EXERCISE PROMPT.
For this exercise, write out only the lines of the entries below from the one with "For every instance of the pile" up to and including the one with "For every instance of the lake", exactly as they are. Pictures stay out.

SOURCE MATERIAL START

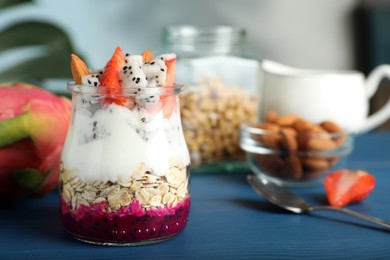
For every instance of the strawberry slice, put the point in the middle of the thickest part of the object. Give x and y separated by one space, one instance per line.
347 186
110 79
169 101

SOURCE MATERIAL END
SOURCE MATERIAL START

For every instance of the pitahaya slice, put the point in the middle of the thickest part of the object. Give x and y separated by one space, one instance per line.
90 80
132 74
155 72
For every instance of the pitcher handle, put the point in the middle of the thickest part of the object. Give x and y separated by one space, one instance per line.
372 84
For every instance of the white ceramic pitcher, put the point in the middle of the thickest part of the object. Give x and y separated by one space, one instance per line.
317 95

SOURCE MATERIAL END
SOURCE MATERIAL START

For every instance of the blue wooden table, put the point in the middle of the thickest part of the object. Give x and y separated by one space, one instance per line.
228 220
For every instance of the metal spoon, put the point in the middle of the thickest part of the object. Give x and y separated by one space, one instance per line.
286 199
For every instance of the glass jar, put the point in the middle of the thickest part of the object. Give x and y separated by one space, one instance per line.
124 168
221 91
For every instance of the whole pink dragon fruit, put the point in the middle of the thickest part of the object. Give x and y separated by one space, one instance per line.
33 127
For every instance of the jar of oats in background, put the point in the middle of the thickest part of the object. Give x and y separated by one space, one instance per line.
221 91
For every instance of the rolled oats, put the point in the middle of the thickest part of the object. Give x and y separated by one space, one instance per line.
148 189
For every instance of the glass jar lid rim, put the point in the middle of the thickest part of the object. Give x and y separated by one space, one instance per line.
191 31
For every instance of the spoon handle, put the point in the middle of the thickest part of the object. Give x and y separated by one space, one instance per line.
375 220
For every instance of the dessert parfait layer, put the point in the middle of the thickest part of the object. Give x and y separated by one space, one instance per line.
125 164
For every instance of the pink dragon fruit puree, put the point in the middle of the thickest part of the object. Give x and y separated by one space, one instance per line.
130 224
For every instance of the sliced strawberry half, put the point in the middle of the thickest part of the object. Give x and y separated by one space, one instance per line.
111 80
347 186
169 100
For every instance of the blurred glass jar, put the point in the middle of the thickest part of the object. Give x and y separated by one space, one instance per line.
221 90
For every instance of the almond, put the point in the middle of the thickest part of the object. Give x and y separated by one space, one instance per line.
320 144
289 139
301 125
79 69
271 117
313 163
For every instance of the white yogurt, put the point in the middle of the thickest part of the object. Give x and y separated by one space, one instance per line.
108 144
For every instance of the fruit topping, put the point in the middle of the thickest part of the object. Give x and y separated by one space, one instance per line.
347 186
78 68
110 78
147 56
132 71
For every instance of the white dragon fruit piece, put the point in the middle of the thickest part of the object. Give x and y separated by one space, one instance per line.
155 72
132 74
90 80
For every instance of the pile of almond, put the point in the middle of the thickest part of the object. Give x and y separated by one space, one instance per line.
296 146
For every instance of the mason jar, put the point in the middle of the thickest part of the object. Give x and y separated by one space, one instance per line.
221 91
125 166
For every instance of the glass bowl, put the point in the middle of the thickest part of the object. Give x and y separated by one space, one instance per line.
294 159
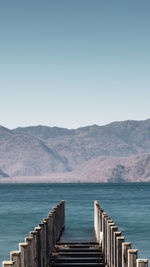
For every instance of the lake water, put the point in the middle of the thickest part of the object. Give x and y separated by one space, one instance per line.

SOURCE MATERIAL END

RESPONSE.
For every instance of the pile of almond, put the point in the middle of the thickest part of the object. Give x and y separated by one space, one instance per line.
296 146
For every instance of the mason jar, put the point in the middle of the thickest part of the object. Give x and y separated by one space, one instance per line.
221 91
125 166
For every instance of the glass bowl, put the point in the middle of the thickest part of the object. Give x and y separated by one space, one instance per line.
294 159
For every instance of the lake water, put the point in the middle of the thickest part of the object. Give x and y separated by one space, one instance per line.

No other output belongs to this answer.